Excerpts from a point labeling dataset

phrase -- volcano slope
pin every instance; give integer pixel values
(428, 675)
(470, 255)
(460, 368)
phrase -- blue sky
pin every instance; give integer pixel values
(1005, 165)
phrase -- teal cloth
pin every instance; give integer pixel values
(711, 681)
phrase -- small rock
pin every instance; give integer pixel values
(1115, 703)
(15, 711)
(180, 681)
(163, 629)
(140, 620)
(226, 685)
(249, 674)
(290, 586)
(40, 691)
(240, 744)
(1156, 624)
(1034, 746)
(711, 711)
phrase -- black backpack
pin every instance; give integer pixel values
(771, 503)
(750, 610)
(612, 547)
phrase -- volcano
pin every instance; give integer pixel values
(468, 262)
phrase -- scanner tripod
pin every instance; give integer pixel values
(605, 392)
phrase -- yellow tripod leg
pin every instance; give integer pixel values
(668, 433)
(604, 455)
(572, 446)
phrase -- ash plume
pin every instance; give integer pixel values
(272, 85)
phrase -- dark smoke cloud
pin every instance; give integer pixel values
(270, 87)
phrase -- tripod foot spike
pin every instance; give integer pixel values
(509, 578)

--

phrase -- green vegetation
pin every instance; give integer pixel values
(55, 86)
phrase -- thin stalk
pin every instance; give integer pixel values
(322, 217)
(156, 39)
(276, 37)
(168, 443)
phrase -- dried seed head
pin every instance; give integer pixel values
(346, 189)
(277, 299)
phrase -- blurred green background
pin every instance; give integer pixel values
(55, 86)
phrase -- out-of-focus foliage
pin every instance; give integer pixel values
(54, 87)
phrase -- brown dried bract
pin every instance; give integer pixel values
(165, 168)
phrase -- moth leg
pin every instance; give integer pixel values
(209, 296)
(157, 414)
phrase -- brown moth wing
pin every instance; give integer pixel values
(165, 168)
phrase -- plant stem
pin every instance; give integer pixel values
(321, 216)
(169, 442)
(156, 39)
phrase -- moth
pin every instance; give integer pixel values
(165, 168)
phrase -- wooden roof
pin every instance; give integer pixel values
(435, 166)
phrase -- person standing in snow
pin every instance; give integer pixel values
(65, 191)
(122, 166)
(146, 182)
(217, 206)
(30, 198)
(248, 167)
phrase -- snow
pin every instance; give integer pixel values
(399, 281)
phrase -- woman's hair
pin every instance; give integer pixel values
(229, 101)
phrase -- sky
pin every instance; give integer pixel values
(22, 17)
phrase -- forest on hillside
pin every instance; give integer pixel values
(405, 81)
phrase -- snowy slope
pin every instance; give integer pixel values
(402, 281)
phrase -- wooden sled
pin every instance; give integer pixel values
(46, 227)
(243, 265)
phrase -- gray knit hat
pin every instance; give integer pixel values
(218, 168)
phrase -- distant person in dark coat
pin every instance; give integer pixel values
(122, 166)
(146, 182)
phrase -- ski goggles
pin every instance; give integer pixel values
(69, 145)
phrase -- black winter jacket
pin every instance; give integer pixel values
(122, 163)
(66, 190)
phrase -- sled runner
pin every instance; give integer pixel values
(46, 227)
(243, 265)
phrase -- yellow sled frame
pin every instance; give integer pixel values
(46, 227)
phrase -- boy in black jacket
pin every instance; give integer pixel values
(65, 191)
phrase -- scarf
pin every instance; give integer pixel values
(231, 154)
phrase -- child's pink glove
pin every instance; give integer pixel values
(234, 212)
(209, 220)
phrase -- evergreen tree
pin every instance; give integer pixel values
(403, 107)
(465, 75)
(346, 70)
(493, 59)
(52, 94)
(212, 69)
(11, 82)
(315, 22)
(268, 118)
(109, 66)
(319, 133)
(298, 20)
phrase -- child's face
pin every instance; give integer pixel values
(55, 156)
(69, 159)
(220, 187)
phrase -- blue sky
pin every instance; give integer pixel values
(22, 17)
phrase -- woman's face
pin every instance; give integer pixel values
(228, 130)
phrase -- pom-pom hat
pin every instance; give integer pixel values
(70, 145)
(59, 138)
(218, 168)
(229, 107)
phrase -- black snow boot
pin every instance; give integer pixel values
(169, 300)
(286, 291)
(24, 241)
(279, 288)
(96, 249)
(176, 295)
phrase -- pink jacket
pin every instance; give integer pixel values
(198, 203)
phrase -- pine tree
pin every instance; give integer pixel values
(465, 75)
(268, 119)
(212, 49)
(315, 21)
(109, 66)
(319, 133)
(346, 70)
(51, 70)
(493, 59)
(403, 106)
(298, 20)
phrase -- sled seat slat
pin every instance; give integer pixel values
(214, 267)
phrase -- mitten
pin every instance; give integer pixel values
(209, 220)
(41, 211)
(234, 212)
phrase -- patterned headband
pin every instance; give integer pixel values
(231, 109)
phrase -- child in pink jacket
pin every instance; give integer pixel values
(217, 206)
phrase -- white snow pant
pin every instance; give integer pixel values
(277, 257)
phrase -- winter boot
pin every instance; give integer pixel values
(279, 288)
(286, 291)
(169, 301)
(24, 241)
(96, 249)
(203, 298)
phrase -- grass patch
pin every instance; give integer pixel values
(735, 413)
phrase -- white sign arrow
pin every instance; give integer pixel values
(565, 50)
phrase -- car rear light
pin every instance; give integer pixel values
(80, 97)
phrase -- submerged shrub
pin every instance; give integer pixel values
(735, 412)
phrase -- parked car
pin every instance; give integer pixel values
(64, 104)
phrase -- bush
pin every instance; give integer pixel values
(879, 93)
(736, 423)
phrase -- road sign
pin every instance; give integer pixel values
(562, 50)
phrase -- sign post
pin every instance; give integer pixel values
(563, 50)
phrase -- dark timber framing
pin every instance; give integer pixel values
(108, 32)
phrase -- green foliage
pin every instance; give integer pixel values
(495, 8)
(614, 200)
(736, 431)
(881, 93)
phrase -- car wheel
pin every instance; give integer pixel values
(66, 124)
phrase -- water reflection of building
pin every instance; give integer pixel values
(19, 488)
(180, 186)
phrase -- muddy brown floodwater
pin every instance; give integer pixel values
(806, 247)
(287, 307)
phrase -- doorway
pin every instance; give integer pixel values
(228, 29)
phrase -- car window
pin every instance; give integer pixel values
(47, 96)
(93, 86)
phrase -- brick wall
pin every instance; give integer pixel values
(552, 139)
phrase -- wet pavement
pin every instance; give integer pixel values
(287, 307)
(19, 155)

## [Objective]
Count the lines in the items above that contain the word "person". Case counts. Reply with the number alone.

## [Completed task]
2